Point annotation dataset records
[Begin]

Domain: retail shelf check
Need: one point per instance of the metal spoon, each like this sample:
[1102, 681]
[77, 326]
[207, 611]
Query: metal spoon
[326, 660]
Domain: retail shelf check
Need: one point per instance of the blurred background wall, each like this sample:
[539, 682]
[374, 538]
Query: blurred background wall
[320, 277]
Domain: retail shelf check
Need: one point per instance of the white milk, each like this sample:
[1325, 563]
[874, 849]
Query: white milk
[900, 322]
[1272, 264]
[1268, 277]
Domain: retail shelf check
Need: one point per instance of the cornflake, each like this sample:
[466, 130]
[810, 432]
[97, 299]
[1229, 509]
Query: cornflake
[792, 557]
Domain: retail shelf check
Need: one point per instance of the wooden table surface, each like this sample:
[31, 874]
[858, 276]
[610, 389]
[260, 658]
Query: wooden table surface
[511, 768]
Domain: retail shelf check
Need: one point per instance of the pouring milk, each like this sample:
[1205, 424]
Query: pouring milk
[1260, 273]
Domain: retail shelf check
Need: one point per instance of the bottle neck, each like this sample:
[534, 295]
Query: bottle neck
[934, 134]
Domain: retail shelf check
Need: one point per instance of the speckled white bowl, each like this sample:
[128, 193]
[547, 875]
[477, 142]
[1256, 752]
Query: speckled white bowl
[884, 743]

[End]
[Begin]

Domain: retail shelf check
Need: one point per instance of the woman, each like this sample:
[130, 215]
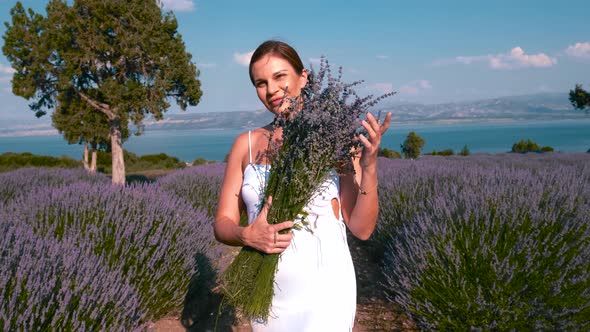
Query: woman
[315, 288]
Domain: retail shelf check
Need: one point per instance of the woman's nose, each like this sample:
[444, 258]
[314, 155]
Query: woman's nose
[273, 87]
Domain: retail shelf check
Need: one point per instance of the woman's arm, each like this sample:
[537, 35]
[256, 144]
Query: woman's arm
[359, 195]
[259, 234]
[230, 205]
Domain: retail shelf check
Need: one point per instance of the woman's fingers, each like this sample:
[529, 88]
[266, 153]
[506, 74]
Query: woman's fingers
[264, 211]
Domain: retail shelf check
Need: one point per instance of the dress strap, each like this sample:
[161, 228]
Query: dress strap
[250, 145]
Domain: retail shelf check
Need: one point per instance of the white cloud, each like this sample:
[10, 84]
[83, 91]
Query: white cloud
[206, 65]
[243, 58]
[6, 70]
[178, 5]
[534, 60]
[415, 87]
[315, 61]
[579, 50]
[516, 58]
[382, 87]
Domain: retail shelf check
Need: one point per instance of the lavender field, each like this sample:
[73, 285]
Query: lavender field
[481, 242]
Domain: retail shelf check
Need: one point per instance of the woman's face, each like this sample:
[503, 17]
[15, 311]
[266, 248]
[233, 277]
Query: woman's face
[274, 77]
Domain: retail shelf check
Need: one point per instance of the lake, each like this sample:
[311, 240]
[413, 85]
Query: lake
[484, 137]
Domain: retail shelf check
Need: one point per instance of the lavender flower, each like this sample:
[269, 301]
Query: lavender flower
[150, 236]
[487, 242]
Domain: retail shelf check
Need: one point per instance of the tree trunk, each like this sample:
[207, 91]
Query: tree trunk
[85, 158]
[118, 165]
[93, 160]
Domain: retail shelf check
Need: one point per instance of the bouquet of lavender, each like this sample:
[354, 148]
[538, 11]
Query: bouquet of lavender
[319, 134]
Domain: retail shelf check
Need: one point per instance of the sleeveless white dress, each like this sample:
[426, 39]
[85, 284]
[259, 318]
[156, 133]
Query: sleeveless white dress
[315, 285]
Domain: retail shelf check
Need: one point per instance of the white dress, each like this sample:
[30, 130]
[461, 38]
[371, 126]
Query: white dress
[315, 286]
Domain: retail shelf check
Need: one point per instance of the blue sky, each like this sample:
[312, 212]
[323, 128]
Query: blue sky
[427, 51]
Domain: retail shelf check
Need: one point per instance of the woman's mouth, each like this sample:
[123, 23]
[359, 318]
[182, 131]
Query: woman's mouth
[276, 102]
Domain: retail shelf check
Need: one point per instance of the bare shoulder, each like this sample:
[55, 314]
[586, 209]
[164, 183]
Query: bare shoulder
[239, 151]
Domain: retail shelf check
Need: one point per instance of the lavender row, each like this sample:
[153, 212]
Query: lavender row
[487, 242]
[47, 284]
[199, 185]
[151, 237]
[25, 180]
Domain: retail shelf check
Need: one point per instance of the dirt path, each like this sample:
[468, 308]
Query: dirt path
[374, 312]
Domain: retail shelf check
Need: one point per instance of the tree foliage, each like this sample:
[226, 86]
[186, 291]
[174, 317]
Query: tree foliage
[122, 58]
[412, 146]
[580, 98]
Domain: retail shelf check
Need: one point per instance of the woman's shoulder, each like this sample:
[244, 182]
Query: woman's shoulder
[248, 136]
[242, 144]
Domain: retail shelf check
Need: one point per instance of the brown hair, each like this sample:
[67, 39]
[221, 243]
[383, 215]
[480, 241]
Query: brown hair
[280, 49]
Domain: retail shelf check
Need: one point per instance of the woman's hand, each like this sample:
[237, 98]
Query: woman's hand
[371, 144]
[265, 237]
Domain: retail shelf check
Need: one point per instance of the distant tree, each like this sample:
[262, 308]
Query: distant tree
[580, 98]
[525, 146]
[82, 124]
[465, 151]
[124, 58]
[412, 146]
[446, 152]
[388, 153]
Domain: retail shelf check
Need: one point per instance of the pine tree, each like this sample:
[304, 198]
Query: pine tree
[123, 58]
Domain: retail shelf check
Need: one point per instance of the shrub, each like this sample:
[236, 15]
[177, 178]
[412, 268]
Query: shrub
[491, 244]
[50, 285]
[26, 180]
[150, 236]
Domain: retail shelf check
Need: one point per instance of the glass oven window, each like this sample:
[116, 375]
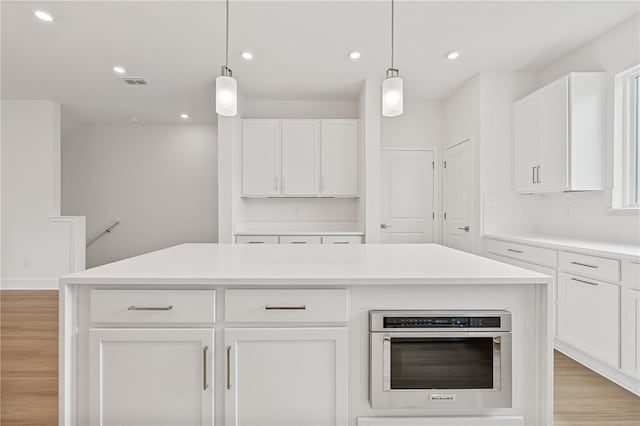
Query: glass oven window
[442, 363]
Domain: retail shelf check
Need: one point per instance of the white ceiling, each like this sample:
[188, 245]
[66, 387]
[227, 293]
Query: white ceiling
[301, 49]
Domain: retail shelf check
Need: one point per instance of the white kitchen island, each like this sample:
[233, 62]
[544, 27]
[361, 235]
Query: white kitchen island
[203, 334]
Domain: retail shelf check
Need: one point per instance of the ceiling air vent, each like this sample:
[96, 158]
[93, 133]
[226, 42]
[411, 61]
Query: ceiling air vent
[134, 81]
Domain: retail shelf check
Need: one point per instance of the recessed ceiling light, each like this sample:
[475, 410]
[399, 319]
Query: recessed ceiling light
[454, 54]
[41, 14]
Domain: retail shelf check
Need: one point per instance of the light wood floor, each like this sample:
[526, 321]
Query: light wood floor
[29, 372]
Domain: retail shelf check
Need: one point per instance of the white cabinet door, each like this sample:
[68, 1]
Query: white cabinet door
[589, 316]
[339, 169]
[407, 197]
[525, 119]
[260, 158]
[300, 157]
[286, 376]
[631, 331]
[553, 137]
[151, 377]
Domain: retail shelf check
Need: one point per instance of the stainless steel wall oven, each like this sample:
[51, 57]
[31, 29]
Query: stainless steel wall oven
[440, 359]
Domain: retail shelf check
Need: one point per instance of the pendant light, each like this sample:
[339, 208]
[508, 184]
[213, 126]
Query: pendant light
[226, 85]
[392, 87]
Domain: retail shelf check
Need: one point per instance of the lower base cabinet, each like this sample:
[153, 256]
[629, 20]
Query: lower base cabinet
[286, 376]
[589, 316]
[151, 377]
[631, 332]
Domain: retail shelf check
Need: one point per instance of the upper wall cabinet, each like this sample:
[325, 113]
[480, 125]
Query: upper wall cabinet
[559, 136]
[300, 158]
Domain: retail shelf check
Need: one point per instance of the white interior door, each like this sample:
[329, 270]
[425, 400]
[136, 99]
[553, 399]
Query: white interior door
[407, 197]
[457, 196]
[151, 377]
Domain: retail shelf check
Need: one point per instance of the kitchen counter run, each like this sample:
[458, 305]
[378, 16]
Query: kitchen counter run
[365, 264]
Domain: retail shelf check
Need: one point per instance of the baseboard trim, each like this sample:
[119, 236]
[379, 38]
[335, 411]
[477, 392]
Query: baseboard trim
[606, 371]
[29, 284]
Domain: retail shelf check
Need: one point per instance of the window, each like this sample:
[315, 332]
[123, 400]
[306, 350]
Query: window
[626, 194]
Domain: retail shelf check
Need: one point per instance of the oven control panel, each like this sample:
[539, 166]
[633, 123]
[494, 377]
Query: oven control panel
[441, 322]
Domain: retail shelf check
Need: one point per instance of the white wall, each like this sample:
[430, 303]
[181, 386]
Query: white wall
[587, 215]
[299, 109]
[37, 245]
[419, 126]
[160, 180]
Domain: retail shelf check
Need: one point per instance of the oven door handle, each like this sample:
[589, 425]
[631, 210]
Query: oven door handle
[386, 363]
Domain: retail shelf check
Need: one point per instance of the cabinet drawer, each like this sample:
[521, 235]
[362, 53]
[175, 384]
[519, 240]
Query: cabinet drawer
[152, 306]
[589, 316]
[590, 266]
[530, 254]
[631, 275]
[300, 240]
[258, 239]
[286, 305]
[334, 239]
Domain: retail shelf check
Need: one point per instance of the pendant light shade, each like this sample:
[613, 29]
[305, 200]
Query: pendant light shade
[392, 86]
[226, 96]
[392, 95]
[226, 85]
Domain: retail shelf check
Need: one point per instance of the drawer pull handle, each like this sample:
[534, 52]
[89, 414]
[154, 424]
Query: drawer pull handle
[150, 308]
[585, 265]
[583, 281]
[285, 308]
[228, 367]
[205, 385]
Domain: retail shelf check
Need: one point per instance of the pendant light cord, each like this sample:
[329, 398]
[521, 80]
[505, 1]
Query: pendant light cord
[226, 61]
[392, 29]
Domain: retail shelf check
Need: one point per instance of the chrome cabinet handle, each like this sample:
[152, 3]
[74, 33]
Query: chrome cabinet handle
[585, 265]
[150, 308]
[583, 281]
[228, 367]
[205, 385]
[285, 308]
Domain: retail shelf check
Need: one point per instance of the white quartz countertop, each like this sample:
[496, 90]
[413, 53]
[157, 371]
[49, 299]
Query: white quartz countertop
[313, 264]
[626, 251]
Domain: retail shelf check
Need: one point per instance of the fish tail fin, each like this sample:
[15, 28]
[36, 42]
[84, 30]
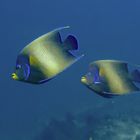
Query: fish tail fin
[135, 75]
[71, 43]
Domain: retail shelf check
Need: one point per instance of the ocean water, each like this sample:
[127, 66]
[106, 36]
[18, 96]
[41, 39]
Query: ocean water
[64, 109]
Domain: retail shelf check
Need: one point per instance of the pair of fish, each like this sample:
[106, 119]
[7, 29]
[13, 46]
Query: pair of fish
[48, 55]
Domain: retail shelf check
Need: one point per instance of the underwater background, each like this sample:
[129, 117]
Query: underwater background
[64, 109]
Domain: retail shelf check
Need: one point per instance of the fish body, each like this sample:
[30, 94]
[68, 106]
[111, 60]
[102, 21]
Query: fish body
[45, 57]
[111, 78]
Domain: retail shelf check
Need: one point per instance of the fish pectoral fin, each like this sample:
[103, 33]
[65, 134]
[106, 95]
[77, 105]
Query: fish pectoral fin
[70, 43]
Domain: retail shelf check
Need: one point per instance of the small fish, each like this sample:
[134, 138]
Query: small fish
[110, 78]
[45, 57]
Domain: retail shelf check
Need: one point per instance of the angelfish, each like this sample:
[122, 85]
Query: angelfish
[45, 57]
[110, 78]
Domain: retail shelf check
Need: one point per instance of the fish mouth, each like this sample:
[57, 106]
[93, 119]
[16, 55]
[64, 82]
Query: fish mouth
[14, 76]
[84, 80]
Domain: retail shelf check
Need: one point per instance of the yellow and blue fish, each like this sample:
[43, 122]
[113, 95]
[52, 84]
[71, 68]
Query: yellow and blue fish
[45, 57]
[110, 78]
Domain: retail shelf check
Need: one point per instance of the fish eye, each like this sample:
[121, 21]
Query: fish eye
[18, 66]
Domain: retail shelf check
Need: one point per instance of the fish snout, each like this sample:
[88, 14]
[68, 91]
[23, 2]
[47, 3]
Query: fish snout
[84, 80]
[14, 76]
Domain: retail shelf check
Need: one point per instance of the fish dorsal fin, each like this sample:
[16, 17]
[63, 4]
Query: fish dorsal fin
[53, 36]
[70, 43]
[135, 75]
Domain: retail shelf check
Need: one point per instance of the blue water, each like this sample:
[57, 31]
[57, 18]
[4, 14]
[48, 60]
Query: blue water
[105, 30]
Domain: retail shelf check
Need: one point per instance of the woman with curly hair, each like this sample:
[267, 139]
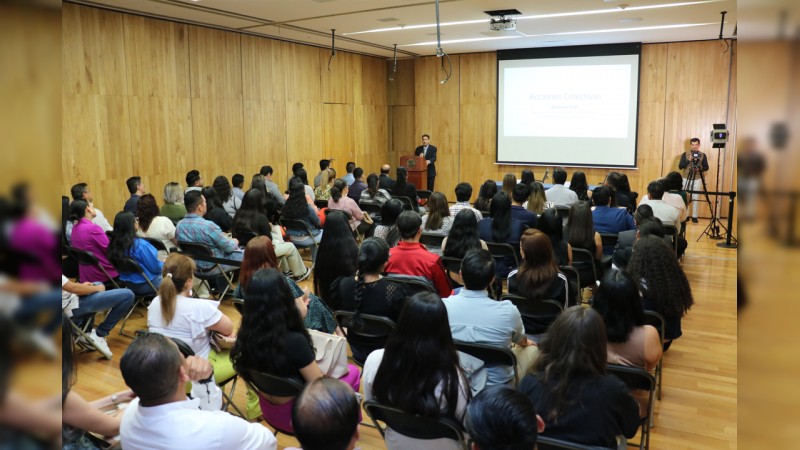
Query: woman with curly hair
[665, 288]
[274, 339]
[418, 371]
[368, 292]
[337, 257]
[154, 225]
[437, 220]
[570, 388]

[End]
[Begin]

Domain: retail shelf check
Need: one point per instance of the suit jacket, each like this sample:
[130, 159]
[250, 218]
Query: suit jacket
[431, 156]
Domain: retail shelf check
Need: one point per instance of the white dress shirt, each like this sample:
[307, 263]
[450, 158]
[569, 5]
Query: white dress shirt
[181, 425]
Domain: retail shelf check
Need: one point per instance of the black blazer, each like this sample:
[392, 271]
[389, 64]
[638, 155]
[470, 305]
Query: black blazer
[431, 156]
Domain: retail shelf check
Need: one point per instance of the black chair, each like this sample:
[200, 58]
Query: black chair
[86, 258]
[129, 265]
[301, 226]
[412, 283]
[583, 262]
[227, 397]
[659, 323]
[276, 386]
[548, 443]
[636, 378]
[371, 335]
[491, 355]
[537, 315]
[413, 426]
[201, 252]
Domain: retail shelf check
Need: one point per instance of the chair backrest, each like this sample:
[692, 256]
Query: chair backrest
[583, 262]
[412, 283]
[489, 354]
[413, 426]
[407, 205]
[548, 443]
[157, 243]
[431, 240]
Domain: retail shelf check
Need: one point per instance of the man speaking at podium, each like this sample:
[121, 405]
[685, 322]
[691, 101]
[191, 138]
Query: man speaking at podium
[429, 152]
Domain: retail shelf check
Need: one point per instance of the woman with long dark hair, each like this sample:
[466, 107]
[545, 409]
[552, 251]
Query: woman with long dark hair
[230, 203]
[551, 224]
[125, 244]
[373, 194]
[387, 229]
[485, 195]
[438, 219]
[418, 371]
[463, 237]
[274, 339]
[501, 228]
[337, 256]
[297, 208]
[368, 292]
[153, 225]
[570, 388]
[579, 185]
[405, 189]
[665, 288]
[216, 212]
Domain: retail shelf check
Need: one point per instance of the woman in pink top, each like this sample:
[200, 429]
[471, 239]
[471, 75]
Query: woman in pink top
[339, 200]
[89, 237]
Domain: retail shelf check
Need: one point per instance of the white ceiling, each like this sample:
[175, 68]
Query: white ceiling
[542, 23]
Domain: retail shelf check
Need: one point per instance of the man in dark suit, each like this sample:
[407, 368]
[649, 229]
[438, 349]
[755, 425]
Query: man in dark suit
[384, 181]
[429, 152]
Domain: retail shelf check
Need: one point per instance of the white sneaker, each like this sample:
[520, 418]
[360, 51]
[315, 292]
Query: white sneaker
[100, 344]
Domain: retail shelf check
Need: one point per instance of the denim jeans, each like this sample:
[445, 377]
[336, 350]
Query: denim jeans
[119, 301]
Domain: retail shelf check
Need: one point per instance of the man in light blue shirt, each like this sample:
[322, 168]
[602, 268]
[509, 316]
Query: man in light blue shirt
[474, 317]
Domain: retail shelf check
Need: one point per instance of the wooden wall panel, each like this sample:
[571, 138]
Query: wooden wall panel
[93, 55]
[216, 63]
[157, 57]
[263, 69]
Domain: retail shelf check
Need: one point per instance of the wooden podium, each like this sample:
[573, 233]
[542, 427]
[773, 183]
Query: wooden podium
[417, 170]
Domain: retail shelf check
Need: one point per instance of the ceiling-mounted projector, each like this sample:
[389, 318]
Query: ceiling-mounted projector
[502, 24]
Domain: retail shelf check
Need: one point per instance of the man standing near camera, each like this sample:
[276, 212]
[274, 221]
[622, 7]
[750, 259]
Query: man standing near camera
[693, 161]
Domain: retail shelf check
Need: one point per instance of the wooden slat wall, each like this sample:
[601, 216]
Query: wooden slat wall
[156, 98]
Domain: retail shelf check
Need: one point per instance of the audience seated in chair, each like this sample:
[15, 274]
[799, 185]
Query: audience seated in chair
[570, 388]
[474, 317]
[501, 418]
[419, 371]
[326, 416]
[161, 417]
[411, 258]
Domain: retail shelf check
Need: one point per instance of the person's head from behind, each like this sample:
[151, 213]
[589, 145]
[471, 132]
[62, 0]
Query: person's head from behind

[End]

WHAT TO PRODUCE: Select and copy every line of the data above that contains the string "behind", treating uppercase and lowercase letters as distinct.

EXERCISE OUTPUT:
Need: one point per instance of the person's head from behind, each like this sample:
Query: person's head from behind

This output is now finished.